• TASKS TO CARRY OUT:
(a) Answer these questions using the post on Warren Buffett and EU economic forecasts.
(i) What does the writer plan to interlace with a summary of EU economic forecasts?
(ii) According to the post, what did Warren Buffett say the U.S. is in the midst of?
(iii) Where did the writer search for an equivalent adjective?
(b) Resume the post on Warren Buffett and EU economic forecasts, writing on from its last sentence.

January 19, 2009 Leave a comment Go to comments

Today to spice things up I'm going to interlace a few quotations from Warren Buffett, probably the least materialistic billionaire on the planet, with my summary of EU economic forecasts. Let me start with one that encapsulates so many of my vents: "The smarter the journalists are, the better off society is. For to a degree, people read the press to inform themselves–and the better the teacher, the better the student body."

I'm coming to the conclusion that Hungarian journalists use adjectives to describe the state of the economy or politics that are seldom used in English. In English-language media one is hard pressed to find adjectives like "deplorable," "lamentable," or "miserable" when describing the current economic crisis (though Warren Buffett, who is not prone to using trite adjectives, said that the U.S. is in the midst of an economic Pearl Harbor). I actually looked around on Google News and found no equivalent to describe the European Union's latest prognosis for its member economies in 2009.

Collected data
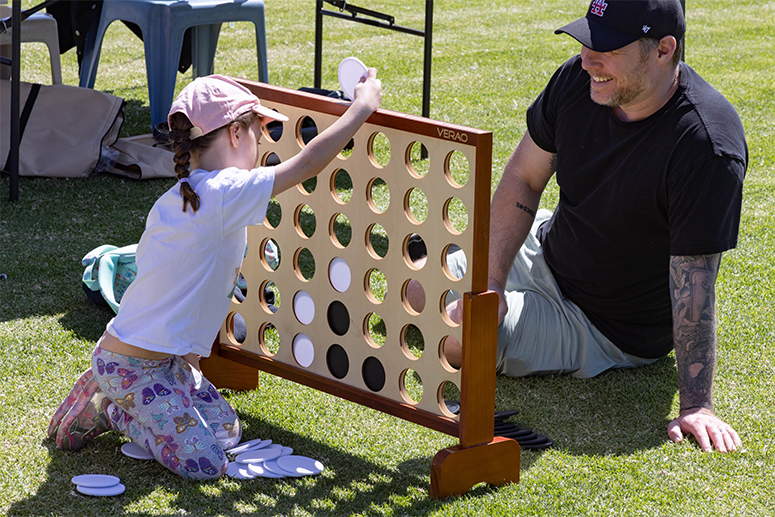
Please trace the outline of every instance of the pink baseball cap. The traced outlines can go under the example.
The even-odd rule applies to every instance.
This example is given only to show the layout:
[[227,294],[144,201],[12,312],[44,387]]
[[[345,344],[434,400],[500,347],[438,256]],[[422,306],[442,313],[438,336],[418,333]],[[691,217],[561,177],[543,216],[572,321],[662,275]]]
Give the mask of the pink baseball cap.
[[193,140],[249,111],[272,120],[288,120],[285,115],[262,106],[258,97],[241,84],[217,74],[199,77],[183,88],[172,103],[170,115],[183,113],[188,117],[194,125],[189,130]]

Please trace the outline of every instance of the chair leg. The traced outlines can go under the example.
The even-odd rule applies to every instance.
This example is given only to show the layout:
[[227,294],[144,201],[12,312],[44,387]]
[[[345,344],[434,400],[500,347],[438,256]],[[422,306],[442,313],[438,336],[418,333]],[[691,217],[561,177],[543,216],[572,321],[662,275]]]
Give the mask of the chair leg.
[[151,129],[154,135],[158,134],[157,126],[167,121],[175,96],[177,63],[180,60],[184,33],[185,29],[180,28],[169,35],[161,34],[160,31],[148,31],[143,34],[148,103],[151,106]]
[[191,71],[196,79],[212,75],[215,71],[215,51],[218,48],[221,24],[197,25],[192,29]]
[[97,80],[97,66],[100,62],[100,51],[102,50],[102,38],[105,36],[105,30],[110,23],[107,22],[103,26],[103,22],[100,20],[98,26],[92,26],[86,34],[78,80],[78,86],[81,88],[94,88],[94,82]]

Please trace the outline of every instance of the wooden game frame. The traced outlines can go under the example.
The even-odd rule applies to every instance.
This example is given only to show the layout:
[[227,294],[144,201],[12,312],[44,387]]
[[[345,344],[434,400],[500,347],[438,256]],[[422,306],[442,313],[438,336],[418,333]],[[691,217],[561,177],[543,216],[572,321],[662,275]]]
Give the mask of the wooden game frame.
[[[276,152],[276,156],[280,159],[285,160],[288,159],[292,153],[298,152],[298,150],[301,149],[304,144],[301,140],[300,128],[301,120],[304,116],[312,117],[317,127],[322,130],[329,126],[337,117],[341,116],[349,106],[348,102],[329,99],[319,95],[312,95],[242,79],[237,80],[253,91],[261,99],[262,104],[277,109],[281,113],[288,115],[291,119],[284,124],[284,135],[278,142],[272,141],[268,137],[268,134],[266,137],[262,138],[260,145],[262,163],[265,163],[273,152]],[[295,135],[293,135],[294,128],[296,130]],[[260,344],[260,339],[255,336],[257,321],[267,319],[273,321],[285,331],[283,335],[292,335],[296,332],[312,333],[316,327],[305,327],[305,325],[302,325],[298,321],[292,321],[291,323],[293,326],[290,327],[288,326],[290,325],[289,323],[280,323],[279,320],[272,320],[274,316],[266,310],[265,303],[261,305],[262,302],[259,299],[259,296],[253,295],[252,302],[249,300],[251,298],[251,293],[263,290],[263,287],[262,289],[258,289],[259,286],[255,285],[255,283],[254,285],[249,284],[248,297],[244,303],[239,304],[236,301],[233,302],[232,308],[234,310],[224,322],[221,332],[215,340],[210,357],[201,361],[202,371],[205,376],[219,388],[249,390],[258,387],[258,371],[262,370],[458,437],[460,440],[459,445],[439,451],[433,459],[431,466],[431,496],[434,498],[443,498],[453,494],[465,493],[473,485],[481,482],[487,482],[493,485],[516,483],[519,481],[520,447],[517,442],[512,439],[493,436],[498,295],[487,289],[492,133],[455,124],[438,122],[427,118],[390,112],[387,110],[378,110],[372,114],[361,130],[356,134],[354,138],[355,149],[360,149],[361,147],[364,149],[368,148],[373,141],[374,135],[383,131],[386,134],[398,135],[395,137],[398,141],[395,145],[394,142],[390,142],[392,146],[391,163],[393,160],[399,161],[395,166],[401,166],[400,159],[403,157],[403,162],[406,167],[411,167],[409,149],[405,149],[406,143],[409,141],[413,143],[422,143],[422,145],[429,150],[431,156],[434,156],[434,149],[439,147],[442,155],[447,156],[447,161],[449,154],[451,154],[448,151],[450,145],[454,146],[456,150],[462,149],[462,152],[471,166],[470,179],[467,182],[468,185],[465,188],[457,189],[457,191],[462,193],[464,204],[469,207],[468,225],[462,232],[455,232],[458,233],[458,237],[465,242],[463,249],[466,250],[468,267],[463,278],[465,281],[461,283],[465,286],[469,286],[469,290],[460,293],[463,299],[462,324],[459,326],[451,326],[447,329],[448,335],[458,338],[463,344],[462,364],[459,370],[451,368],[445,360],[441,359],[441,346],[438,351],[439,357],[434,358],[434,353],[431,352],[431,350],[434,350],[433,347],[426,347],[426,352],[423,355],[423,357],[426,355],[430,356],[430,358],[426,358],[426,361],[433,362],[434,359],[438,359],[438,362],[442,366],[438,369],[438,371],[441,372],[440,374],[437,375],[433,372],[428,374],[430,376],[430,382],[428,382],[428,384],[433,385],[437,382],[443,384],[445,379],[452,379],[452,382],[459,387],[459,414],[454,415],[450,413],[443,404],[434,405],[433,397],[429,397],[431,399],[430,401],[428,401],[426,397],[423,397],[423,400],[425,400],[424,403],[415,403],[406,397],[405,392],[400,393],[399,395],[383,395],[381,393],[375,393],[366,388],[365,385],[358,385],[357,380],[355,382],[351,381],[350,384],[343,383],[321,366],[312,368],[303,367],[298,364],[298,361],[294,362],[292,359],[293,356],[289,356],[287,353],[284,358],[280,357],[279,352],[277,356],[268,353],[266,348]],[[368,144],[365,144],[363,139],[368,139]],[[355,152],[358,151],[353,151],[353,156],[355,156]],[[377,168],[380,168],[380,166],[375,163],[374,156],[371,155],[370,151],[368,151],[368,153],[368,159],[371,163],[374,166],[377,166]],[[329,165],[327,172],[324,171],[321,174],[322,181],[320,179],[318,180],[317,188],[325,190],[325,184],[327,183],[325,178],[331,176],[332,171],[334,171],[333,173],[335,174],[335,171],[342,167],[348,167],[348,169],[352,167],[358,168],[356,165],[357,162],[348,165],[348,160],[351,158],[344,159],[341,156],[336,158],[334,162]],[[366,158],[361,156],[358,159],[365,160]],[[431,171],[427,173],[427,176],[435,174],[434,163],[436,162],[431,162]],[[444,169],[447,165],[447,163],[436,163],[438,170]],[[353,170],[349,172],[349,174],[353,175],[357,174],[357,172]],[[441,173],[436,175],[439,176],[439,174]],[[425,180],[425,178],[410,174],[408,181],[411,183],[413,179],[416,179],[418,182]],[[386,181],[390,183],[392,178],[386,176]],[[446,180],[442,180],[440,176],[439,179],[426,180],[426,183],[423,185],[425,185],[424,188],[428,192],[427,197],[429,198],[429,203],[435,205],[438,205],[438,203],[435,202],[435,200],[431,202],[430,198],[435,195],[434,192],[436,190],[443,190],[441,187],[446,188],[448,185],[446,183],[436,183],[439,188],[428,190],[427,187],[430,185],[430,181],[446,181],[447,183],[450,183],[453,188],[462,187],[455,185],[448,177]],[[356,183],[355,180],[353,180],[353,183]],[[399,188],[398,191],[400,192],[401,188]],[[297,206],[299,203],[307,201],[307,197],[308,193],[304,192],[300,186],[297,186],[296,188],[289,189],[278,195],[277,199],[283,200],[287,198],[289,205]],[[394,201],[391,200],[391,204],[393,202]],[[395,203],[399,204],[398,201],[395,201]],[[311,204],[316,206],[314,202]],[[404,211],[407,210],[407,204],[408,195],[404,198]],[[470,208],[471,206],[473,209]],[[447,210],[446,205],[444,210]],[[296,212],[298,212],[298,210],[296,210]],[[359,221],[358,224],[362,226],[364,224],[360,222],[362,221],[362,218],[371,218],[382,221],[386,225],[392,224],[388,219],[380,219],[380,214],[374,214],[369,210],[363,210],[363,212],[365,213],[355,214],[357,217],[350,216],[351,221],[353,221],[353,227],[355,227],[354,221],[356,219]],[[284,231],[287,232],[288,238],[296,239],[293,225],[285,223],[286,218],[291,219],[292,214],[286,214],[284,212],[282,217],[283,222],[278,225],[278,228],[285,224]],[[393,219],[402,218],[393,217]],[[323,237],[321,237],[323,239],[325,239],[325,227],[330,226],[325,223],[326,221],[317,222],[317,232],[324,234]],[[414,221],[414,223],[417,223],[417,221]],[[449,221],[447,221],[447,226],[449,226]],[[409,228],[412,228],[412,226],[410,225]],[[422,228],[422,226],[418,223],[417,228]],[[248,229],[248,254],[243,263],[243,272],[247,270],[259,272],[266,270],[265,257],[262,257],[260,253],[257,253],[256,249],[261,247],[258,244],[263,245],[263,243],[266,242],[266,234],[269,230],[277,230],[277,228],[271,228],[271,226],[265,224],[264,226],[250,227]],[[301,239],[301,241],[298,242],[305,242],[304,239],[306,237],[302,235],[298,229],[296,229],[296,233]],[[436,234],[438,233],[444,232],[436,231],[432,232],[430,235],[423,235],[423,239],[429,249],[429,262],[431,261],[432,256],[435,256],[438,250],[444,247],[444,243],[446,242],[443,239],[443,242],[437,242],[439,239]],[[358,246],[357,240],[358,237],[356,231],[353,230],[353,242],[347,247],[351,248],[353,246]],[[292,256],[293,253],[291,253],[291,251],[296,246],[297,244],[294,244],[291,246],[291,250],[283,251],[283,253],[285,253],[283,264],[286,261],[292,262],[290,256]],[[391,246],[393,246],[392,243]],[[404,241],[397,247],[399,248],[400,253],[399,251],[393,252],[395,259],[391,260],[400,265],[399,262],[406,260],[406,242]],[[431,250],[434,251],[432,252]],[[338,250],[338,252],[339,251],[341,252],[341,255],[347,256],[347,250],[342,249]],[[298,255],[298,253],[296,253],[296,255]],[[376,256],[373,258],[375,260],[380,259],[380,257]],[[355,260],[355,257],[353,257],[352,260]],[[326,260],[324,263],[328,263],[328,261]],[[381,264],[386,263],[387,261],[381,262]],[[318,265],[316,268],[321,267],[322,265],[323,264]],[[287,270],[290,270],[289,266],[284,267],[286,267]],[[389,265],[386,265],[385,267],[391,269],[391,266]],[[400,267],[404,266],[400,265]],[[419,279],[430,284],[431,282],[436,282],[436,280],[434,280],[435,278],[441,277],[445,268],[444,264],[429,264],[424,267],[423,270],[424,271],[414,271],[413,274],[416,273]],[[277,271],[279,271],[279,269]],[[272,272],[270,271],[269,273]],[[388,273],[386,273],[386,275],[387,274]],[[390,275],[392,274],[391,270]],[[296,276],[298,277],[299,275],[297,274]],[[360,275],[358,274],[353,275],[356,284],[358,283],[359,276]],[[448,272],[447,276],[449,276]],[[403,283],[405,289],[406,284],[403,281],[403,277],[401,278],[401,283]],[[399,285],[401,284],[399,283]],[[391,292],[398,291],[399,289],[393,289]],[[323,297],[325,298],[325,296]],[[290,297],[288,296],[288,298]],[[363,302],[366,302],[366,300],[364,299]],[[414,314],[409,309],[407,309],[407,311],[411,316],[416,316],[418,321],[427,321],[428,317],[433,317],[433,313],[436,310],[434,308],[436,305],[435,302],[437,302],[437,300],[430,300],[429,304],[433,310],[429,309],[423,311],[423,314]],[[288,303],[288,305],[290,305],[290,303]],[[353,305],[356,304],[354,303]],[[393,305],[393,307],[396,307],[396,305]],[[400,307],[400,305],[398,305],[398,307]],[[443,305],[441,307],[443,312]],[[236,343],[233,339],[233,335],[230,333],[230,329],[232,328],[231,318],[233,318],[234,314],[237,312],[243,315],[248,326],[249,338],[245,343]],[[430,316],[424,316],[427,313],[430,313]],[[254,314],[257,319],[253,317]],[[423,317],[426,319],[423,319]],[[323,316],[320,316],[319,319],[320,318],[325,319]],[[355,339],[358,339],[357,328],[353,332],[350,332],[350,334],[355,334]],[[315,336],[313,335],[313,338],[314,337]],[[361,339],[362,337],[363,336],[361,336]],[[325,341],[327,338],[321,339]],[[346,339],[348,338],[343,336],[339,340],[344,342]],[[431,341],[436,342],[435,340]],[[385,345],[385,347],[387,347],[387,345]],[[375,351],[375,354],[378,354],[378,352]],[[408,357],[404,357],[404,355]],[[411,355],[406,352],[404,355],[395,355],[395,359],[393,359],[393,356],[379,357],[381,357],[382,361],[388,365],[388,369],[392,368],[391,363],[393,362],[401,363],[401,365],[396,367],[399,369],[405,369],[406,364],[413,366],[414,364],[421,363],[421,361],[415,360],[416,358],[411,357]],[[291,357],[291,359],[288,359],[288,357]],[[351,377],[354,378],[354,376]],[[423,381],[425,380],[426,378],[423,377]],[[441,388],[438,388],[439,398],[441,398],[440,392]],[[421,400],[420,402],[423,401]]]

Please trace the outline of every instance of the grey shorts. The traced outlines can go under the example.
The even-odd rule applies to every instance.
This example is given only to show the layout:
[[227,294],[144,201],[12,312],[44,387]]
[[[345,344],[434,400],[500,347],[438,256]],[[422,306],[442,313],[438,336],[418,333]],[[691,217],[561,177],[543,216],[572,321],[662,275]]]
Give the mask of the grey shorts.
[[[588,378],[610,368],[632,368],[656,361],[622,352],[562,295],[536,237],[538,227],[551,216],[549,210],[538,211],[509,271],[509,310],[498,327],[498,373],[511,377],[567,374]],[[455,252],[447,258],[447,264],[464,272],[465,260],[465,254]]]

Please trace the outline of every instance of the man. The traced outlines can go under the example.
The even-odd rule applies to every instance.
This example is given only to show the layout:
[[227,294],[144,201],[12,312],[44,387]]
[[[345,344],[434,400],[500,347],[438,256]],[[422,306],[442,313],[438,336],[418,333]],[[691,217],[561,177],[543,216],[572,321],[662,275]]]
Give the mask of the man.
[[[713,413],[714,284],[748,151],[732,106],[680,62],[684,30],[678,0],[593,0],[555,31],[581,52],[528,109],[493,196],[489,283],[499,373],[593,377],[675,350],[668,436],[726,452],[741,442]],[[554,174],[550,214],[538,204]]]

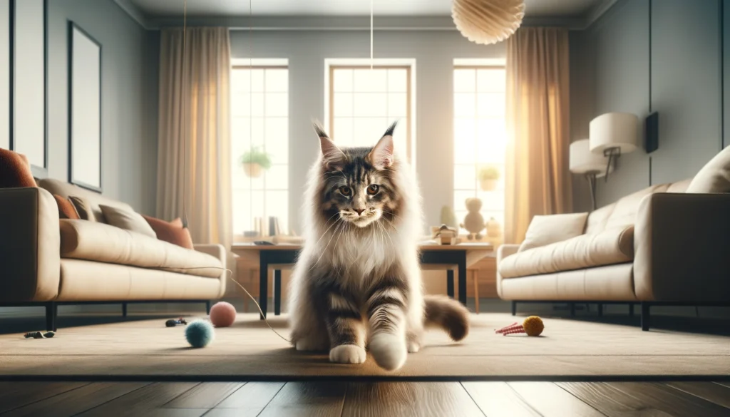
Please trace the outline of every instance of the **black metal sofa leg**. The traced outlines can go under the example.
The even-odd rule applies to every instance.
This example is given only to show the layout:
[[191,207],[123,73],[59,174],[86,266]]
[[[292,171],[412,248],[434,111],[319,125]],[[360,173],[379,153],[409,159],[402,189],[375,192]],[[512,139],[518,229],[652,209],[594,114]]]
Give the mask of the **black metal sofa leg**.
[[642,302],[641,303],[641,329],[644,332],[649,330],[650,322],[651,316],[649,314],[649,307],[650,305],[648,302]]

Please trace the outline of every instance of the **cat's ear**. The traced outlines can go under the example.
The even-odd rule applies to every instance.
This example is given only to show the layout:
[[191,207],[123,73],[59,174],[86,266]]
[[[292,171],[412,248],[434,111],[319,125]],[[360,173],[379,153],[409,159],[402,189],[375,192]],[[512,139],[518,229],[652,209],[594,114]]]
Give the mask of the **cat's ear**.
[[345,153],[337,148],[332,139],[327,136],[319,123],[314,123],[315,131],[320,138],[320,149],[322,150],[322,164],[328,168],[342,167],[346,161]]
[[385,169],[393,165],[393,131],[395,129],[396,123],[391,125],[380,140],[377,141],[377,145],[367,156],[368,161],[376,169]]

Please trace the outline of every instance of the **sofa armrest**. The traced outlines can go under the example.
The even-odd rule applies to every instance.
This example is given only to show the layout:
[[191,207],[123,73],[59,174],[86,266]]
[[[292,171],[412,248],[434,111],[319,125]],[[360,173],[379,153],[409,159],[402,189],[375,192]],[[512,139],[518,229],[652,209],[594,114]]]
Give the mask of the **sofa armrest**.
[[[198,252],[202,252],[203,253],[207,253],[217,258],[220,260],[220,264],[223,265],[223,268],[228,267],[228,259],[226,256],[226,248],[223,245],[218,245],[216,243],[196,243],[193,245],[193,248]],[[221,297],[226,294],[226,284],[228,281],[228,271],[221,269],[220,275],[218,279],[220,280],[220,289],[218,291],[218,297]]]
[[43,302],[58,295],[58,206],[40,188],[0,189],[0,302]]
[[499,246],[499,248],[497,248],[497,264],[496,264],[497,295],[499,296],[499,298],[502,298],[502,276],[499,274],[499,262],[501,262],[502,260],[504,259],[504,258],[507,258],[510,255],[514,255],[515,253],[517,253],[517,251],[519,248],[520,248],[519,245],[507,244],[507,243],[502,245],[501,246]]
[[638,299],[730,301],[730,194],[645,196],[634,249]]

• PER-TASK ANSWERS:
(a)
(i) A few quotations from Warren Buffett.
(ii) An economic Pearl Harbor.
(iii) Google News.

(b)
Yet this is exactly how Népszava introduced the latest figures. Actually, the prognosis is not as bad as I had imagined. Of course, economic prognoses are not very reliable, particularly in volatile markets. Again, let me quote Warren Buffett; just substitute economic forecasters for stock forecasters: "The only value of stock forecasters is to make fortune tellers look good." The upshot is that for the eurozone they predict an average decline in GDP of 1.9% while for the non-euro countries 1.8%. They project that Hungary's GDP will decline by 1.6%, though the Hungarian government thinks that this figure is too optimistic. The prediction for 2010 is even better: a growth of 1.0%. This is what Népszava considers to be "deplorable, miserable, lamentable," take your pick. The fact is that although a recession is never pleasant, one ought not to exaggerate its effects by predicting "lamentable" or "miserable" times. Yes, they will be difficult but not miserable. The 2009 projections, for what they're worth, are worse for Germany and the U.K. (-2.3% and -2.8%).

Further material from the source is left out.